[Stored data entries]
Start of Block

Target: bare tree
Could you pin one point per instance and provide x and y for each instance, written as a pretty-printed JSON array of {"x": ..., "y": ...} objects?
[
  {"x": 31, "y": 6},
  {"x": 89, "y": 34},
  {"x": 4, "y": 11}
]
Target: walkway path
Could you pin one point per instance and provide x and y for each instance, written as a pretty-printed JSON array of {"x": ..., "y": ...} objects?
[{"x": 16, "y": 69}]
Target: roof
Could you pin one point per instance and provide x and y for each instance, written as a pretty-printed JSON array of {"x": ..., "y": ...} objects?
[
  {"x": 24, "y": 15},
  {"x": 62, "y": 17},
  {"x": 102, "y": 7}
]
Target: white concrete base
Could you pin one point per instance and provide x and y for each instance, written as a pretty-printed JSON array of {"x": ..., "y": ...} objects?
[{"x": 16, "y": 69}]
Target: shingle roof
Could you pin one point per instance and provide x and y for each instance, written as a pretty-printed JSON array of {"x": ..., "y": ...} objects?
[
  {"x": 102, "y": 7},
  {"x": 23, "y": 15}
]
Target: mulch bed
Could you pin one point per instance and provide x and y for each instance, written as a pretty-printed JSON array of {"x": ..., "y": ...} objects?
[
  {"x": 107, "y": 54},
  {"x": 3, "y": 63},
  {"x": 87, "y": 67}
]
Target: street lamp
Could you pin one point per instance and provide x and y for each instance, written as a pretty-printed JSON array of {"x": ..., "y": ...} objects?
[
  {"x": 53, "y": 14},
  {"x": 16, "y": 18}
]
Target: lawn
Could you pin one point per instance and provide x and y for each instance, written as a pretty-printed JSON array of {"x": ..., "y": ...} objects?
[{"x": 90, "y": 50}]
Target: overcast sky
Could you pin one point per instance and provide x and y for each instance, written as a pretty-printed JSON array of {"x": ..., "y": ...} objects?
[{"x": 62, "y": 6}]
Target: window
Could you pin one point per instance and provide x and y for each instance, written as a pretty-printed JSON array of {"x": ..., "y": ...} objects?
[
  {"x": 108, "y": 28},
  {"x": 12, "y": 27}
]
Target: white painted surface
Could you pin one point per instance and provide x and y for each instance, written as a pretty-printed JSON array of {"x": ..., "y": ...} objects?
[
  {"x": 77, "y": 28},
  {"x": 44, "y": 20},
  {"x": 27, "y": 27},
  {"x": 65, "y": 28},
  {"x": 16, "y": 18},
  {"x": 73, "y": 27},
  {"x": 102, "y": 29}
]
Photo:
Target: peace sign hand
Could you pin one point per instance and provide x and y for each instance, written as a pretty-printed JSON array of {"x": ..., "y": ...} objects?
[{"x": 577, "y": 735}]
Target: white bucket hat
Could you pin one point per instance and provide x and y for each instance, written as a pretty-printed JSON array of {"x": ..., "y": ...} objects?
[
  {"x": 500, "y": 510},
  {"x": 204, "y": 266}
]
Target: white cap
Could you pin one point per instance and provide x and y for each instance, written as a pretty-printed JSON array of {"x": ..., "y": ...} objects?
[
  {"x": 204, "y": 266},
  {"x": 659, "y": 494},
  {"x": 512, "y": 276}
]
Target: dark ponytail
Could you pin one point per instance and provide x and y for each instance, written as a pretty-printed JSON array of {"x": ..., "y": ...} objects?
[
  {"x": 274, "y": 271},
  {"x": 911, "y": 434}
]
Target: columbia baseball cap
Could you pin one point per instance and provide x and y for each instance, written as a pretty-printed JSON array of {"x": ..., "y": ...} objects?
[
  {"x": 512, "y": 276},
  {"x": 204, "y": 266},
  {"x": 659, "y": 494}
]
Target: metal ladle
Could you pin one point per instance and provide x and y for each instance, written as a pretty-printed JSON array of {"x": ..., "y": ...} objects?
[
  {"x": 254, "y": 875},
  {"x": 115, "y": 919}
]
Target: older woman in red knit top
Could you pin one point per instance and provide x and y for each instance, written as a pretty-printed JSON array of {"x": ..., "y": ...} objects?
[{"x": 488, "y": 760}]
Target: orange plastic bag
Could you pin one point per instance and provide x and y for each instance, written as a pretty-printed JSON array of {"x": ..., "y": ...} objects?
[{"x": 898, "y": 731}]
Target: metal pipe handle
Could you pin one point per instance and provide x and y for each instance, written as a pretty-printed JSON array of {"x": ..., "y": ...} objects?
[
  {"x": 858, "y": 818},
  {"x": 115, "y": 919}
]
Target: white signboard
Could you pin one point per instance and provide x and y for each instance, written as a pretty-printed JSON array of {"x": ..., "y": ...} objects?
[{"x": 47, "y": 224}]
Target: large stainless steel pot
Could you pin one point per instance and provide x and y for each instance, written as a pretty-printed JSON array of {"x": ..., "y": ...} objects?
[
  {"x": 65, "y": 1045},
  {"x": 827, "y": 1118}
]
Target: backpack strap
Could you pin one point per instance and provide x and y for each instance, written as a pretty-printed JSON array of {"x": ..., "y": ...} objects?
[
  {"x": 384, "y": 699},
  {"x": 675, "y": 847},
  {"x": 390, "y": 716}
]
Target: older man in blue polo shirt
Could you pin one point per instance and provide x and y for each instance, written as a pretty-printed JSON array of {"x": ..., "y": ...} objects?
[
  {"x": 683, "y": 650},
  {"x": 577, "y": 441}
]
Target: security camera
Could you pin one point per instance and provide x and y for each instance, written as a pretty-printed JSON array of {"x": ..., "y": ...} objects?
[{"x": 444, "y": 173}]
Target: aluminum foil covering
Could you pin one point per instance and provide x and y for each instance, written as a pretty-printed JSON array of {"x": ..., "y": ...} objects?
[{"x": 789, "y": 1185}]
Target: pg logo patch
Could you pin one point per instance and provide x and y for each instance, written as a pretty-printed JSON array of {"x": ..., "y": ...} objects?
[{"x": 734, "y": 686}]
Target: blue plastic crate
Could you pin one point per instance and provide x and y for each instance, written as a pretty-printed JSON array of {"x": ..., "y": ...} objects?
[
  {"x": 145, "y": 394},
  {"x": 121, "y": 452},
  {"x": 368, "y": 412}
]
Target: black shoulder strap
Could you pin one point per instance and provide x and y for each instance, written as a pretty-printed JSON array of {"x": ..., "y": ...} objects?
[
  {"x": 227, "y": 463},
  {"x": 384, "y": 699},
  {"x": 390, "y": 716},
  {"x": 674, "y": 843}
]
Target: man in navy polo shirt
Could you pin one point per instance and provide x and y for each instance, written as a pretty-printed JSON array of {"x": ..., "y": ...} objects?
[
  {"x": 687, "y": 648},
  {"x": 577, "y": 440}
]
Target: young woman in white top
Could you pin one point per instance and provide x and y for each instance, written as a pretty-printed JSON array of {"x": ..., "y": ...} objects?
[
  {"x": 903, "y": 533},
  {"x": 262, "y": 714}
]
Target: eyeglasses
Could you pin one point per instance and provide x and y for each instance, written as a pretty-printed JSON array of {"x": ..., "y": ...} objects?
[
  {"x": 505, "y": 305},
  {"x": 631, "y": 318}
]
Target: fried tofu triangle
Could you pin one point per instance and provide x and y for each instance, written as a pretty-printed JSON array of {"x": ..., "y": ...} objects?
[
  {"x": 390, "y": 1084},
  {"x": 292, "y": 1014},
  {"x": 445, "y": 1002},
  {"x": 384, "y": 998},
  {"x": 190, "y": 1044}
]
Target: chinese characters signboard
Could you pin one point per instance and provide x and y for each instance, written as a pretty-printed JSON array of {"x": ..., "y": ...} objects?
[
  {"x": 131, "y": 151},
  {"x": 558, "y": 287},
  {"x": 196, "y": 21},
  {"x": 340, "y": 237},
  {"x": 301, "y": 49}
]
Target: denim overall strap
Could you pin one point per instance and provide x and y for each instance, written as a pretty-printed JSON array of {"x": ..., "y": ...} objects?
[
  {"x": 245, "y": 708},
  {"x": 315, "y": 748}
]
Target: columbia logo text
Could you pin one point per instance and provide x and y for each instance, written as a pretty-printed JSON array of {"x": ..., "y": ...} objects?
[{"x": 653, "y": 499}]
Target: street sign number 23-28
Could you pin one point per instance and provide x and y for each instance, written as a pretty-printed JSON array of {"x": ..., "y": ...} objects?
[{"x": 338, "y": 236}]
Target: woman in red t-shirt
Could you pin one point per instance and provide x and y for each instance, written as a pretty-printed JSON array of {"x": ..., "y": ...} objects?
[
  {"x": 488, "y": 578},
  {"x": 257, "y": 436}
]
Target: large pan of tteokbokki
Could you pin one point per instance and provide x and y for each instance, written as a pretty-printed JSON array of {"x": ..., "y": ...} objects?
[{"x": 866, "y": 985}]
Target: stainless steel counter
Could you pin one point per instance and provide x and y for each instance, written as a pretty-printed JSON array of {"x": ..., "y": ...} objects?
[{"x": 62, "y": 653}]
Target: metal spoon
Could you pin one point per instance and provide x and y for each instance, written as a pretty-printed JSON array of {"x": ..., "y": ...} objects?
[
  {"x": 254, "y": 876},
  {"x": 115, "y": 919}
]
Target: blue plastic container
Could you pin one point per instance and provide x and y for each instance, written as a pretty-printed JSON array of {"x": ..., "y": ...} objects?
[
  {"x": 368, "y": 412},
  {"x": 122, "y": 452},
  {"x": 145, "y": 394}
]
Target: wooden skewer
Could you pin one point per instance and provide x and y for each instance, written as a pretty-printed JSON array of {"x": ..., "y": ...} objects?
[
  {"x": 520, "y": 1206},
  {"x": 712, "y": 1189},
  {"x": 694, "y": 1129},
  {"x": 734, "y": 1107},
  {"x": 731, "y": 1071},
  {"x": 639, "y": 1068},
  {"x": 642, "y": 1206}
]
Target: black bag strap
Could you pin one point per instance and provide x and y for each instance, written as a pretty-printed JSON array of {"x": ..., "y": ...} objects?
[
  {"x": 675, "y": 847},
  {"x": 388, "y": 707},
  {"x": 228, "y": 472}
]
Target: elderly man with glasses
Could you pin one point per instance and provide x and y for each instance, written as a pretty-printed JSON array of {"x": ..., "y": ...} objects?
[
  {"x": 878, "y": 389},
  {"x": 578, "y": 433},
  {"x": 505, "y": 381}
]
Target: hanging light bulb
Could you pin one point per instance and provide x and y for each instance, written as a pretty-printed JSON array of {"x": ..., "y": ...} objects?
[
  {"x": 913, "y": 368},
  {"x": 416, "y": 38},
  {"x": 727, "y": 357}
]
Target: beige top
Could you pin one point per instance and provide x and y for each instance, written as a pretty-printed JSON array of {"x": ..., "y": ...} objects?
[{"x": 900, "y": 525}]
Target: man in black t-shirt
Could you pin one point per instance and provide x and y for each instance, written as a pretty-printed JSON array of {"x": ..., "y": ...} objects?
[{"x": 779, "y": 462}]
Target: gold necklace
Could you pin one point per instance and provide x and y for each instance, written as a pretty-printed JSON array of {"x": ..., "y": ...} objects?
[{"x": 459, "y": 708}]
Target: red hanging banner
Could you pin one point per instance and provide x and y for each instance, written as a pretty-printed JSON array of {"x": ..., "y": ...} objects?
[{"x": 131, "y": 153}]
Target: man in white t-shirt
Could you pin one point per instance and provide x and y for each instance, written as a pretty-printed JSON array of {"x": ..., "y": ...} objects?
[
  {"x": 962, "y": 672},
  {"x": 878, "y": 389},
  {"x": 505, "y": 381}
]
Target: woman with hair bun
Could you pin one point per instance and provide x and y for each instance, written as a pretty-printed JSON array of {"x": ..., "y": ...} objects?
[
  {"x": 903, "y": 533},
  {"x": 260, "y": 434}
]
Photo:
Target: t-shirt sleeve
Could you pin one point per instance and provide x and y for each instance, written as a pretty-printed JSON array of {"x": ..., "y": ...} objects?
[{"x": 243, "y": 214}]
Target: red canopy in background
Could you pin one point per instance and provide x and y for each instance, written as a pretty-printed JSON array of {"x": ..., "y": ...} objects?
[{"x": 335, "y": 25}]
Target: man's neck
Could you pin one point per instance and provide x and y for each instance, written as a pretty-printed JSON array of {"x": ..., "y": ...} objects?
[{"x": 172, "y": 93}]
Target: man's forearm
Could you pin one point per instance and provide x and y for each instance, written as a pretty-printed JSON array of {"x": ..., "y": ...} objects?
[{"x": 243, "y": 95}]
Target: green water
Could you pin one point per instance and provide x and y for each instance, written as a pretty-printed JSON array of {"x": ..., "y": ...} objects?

End of Block

## Required action
Would you output, from the records above, exactly the run of lines that starts at the line containing "Target: dark ponytail" and ends at the line containing "Target: metal pipe handle", and only that run?

## Response area
Target: dark ponytail
Could you pin one point per instance and provide x and y for each instance, written as a pretty-printed JSON array of {"x": ..., "y": ...} objects?
[
  {"x": 274, "y": 271},
  {"x": 911, "y": 434}
]
Target: columbia baseball cap
Could you pin one point per instance and provide x and y for each instance, written as a pretty-printed JSON array of {"x": ..., "y": ...} objects?
[
  {"x": 512, "y": 276},
  {"x": 204, "y": 266},
  {"x": 659, "y": 494}
]
Target: metal ladle
Could you pin one point per instance and provide x and y for each instance, written as a pretty-printed JSON array of {"x": ..., "y": ...} objects?
[
  {"x": 254, "y": 875},
  {"x": 115, "y": 919}
]
Target: older woman in red knit top
Could you pin one point per instance and provide x and y for each instance, written as a pretty-printed JSON array of {"x": ..., "y": ...} objects?
[{"x": 488, "y": 760}]
Target: orange plastic bag
Could you pin one point per instance and provide x and y for each instance, written as a pretty-printed JSON array of {"x": ..., "y": ...} objects?
[{"x": 898, "y": 731}]
Target: metal pipe handle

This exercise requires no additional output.